**Dataset rows:**
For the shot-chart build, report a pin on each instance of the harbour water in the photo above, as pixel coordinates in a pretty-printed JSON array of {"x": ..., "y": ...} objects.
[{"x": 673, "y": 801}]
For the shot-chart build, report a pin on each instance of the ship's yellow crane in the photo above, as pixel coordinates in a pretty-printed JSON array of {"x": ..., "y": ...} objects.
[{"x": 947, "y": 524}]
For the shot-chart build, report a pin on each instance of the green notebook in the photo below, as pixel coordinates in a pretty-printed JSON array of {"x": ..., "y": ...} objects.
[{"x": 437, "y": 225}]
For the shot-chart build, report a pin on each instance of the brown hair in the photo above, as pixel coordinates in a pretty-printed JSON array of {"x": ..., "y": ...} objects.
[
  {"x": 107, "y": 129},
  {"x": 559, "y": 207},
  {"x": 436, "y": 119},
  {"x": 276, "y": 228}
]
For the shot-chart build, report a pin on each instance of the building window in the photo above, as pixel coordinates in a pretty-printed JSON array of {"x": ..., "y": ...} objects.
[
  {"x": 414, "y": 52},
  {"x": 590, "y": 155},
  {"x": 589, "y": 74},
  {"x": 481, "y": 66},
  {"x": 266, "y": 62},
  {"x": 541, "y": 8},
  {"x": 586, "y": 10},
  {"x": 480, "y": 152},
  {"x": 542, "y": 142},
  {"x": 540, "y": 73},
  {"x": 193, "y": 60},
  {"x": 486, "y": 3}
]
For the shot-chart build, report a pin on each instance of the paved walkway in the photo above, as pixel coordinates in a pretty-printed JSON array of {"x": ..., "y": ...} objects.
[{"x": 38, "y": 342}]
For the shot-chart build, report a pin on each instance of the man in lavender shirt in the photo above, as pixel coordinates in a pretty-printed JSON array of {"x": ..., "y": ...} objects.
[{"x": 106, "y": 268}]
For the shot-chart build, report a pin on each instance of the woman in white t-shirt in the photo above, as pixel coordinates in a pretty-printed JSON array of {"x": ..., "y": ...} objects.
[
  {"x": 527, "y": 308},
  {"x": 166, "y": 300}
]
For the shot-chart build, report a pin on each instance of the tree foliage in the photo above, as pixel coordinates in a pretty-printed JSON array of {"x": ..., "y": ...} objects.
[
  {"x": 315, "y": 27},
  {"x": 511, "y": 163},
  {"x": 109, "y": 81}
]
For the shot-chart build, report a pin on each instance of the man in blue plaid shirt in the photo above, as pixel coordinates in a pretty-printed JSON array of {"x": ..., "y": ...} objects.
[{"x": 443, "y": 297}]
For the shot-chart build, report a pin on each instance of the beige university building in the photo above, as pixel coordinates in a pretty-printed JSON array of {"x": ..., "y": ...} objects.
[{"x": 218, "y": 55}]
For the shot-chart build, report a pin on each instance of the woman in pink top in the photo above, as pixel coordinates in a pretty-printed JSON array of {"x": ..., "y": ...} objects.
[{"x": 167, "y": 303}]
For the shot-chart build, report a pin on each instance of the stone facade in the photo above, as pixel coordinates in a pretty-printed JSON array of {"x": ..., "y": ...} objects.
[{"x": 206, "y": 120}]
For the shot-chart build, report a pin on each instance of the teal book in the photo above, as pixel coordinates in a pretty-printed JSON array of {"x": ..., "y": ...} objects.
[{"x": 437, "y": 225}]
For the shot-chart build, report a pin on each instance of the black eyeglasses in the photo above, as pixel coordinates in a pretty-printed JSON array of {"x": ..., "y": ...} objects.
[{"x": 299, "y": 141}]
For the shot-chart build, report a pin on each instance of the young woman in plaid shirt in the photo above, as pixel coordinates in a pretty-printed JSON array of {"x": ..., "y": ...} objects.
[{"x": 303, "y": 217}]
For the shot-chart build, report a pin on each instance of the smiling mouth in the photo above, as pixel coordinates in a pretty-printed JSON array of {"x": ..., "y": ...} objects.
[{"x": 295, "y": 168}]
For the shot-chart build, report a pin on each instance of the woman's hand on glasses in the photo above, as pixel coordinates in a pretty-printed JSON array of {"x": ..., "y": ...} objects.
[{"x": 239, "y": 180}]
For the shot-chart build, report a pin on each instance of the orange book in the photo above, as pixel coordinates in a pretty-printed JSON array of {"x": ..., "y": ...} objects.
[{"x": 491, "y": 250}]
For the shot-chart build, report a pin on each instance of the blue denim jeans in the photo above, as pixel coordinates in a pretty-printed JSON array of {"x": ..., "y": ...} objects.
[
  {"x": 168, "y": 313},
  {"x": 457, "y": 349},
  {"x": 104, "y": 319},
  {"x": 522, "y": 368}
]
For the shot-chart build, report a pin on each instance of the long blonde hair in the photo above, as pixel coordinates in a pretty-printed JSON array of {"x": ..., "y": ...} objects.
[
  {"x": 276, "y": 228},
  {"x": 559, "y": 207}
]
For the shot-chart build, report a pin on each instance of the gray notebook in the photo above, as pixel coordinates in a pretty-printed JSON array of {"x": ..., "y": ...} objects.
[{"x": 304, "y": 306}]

**What is asked:** Echo everything in the material above from the line containing "of the gray" down to the end of the material, both ends included, with no changes.

**Written response:**
For the shot-chart build, report a pin on each instance of the gray notebook in the photo above, as pixel coordinates in a pretty-printed JSON array of {"x": ..., "y": ...} objects.
[{"x": 304, "y": 306}]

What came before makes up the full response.